* [SELECTED PASSAGE]
::::::::

Sunday, March 8, 2015

Not a good time for a party





Oh, friends.  We are so ridiculous when it comes to parables.  We like to know what things mean and we like for them to mean one thing, and we are flummoxed when they elude us.  
This parable is awesome.  It throws a scatter bomb into the preacher’s text study table, it twists the commentators and the scholars in knots, and leaves everyone flailing and grasping and often simply preaching the Old Testament text instead.  

What to make of the violent wedding feast before us: Was this parable originally about the religious leaders? A division within the early followers of Jesus? Was it about Herod – the king in the story is really bad and that’s him?  Is it about living like you mean it, about being God’s strictness in calling or choosing people followers, about our own rejecting or accepting eternal salvation? Is it a very subtle joke? 
There have been and will continue to be all sorts of interpretations in all sorts of times and places.  Because God is alive and active in our lives and world, and because scripture is a tool God uses to speak to us, then the Holy Spirit can speak through this parable a message God wants us to hear.  That’s the delight and frustration of parables, after all.

So without getting bogged down trying to crack the code and figure out the one right message, let’s accept that it’s an exaggerated story meant to provoke and evoke, and that God can use it to speak what we need to hear. And let’s approach it with curiosity, from our own place and time and struggle, right here and now, and see what might has to say to us.

So, first, where are we? What is our place and struggle?
We sit here tonight among human beings with a higher standard of living than any other time in history.  We live comfortably.  Even when we struggle, it’s a different kind of thing than generations and centuries gone before. 
And we have another unique distinction.  For the first time in history, it is possible to live almost entirely without God.  By that I mean, we don’t have any sense of needing God, any obligation to acknowledge God, or any built in mechanisms for experiencing God.  We’re a demystified people, without the thinness between the spiritual realm and the physical realm that has existed for all of human history leading up to the modern age.  You and I live in a scientific, material world, where things can be explained and tested, and where the authority of all is our own selves, our own experience, and the systems we’ve set up to keep things running smoothly.  There is no need for something bigger than us, we have gotten pretty darn big.

Life in this new world without God, without transcendence, what Charles Taylor calls, “The imminent frame”, consists primarily of meeting our own needs and wants, figuring out who we are, and pursuing our goals.  Personal advancement, upward mobility, and the ever constant fight against death, which, if its measured by delaying death we are winning, but if its measured by avoiding death, we’re just as ineffectual as ever.  Finding meaning today means pouring ourselves into our work, our families, perfecting our bodies or our portfolios or our home décor, and while there may be a hunger deep underneath for more, we don’t generally know how to talk about it or what to do with it.  Instead, when religion comes up it does so as fundamentalism or ideology, arguing about beliefs and world views, battling and warring over differences – either literally, or with words and judgment and separation and loathing.

::::::::

* [ENTRIES]
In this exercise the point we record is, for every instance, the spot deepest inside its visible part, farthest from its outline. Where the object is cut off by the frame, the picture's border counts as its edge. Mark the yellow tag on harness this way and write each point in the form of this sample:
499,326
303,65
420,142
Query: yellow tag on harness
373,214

::::::::

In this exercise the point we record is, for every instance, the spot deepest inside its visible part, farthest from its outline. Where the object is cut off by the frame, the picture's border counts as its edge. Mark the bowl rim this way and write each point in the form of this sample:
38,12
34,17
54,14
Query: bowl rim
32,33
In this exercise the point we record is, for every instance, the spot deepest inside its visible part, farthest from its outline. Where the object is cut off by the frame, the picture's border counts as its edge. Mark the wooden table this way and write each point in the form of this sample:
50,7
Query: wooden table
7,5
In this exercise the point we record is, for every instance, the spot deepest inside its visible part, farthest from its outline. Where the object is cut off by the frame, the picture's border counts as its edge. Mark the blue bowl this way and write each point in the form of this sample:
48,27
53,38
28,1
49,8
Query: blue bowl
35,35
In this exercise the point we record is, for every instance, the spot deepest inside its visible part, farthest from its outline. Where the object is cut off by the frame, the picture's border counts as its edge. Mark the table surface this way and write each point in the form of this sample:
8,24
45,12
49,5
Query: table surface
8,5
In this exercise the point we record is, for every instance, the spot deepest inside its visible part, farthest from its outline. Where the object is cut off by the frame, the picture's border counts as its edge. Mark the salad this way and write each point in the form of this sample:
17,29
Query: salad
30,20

::::::::

* [JOB] Retype the passage of the sermon on the wedding feast parable between "This parable is" and "very subtle joke?", inclusive.

* [SOLUTION FOR THIS TASK]
This parable is awesome.  It throws a scatter bomb into the preacher’s text study table, it twists the commentators and the scholars in knots, and leaves everyone flailing and grasping and often simply preaching the Old Testament text instead.  

What to make of the violent wedding feast before us: Was this parable originally about the religious leaders? A division within the early followers of Jesus? Was it about Herod – the king in the story is really bad and that’s him?  Is it about living like you mean it, about being God’s strictness in calling or choosing people followers, about our own rejecting or accepting eternal salvation? Is it a very subtle joke?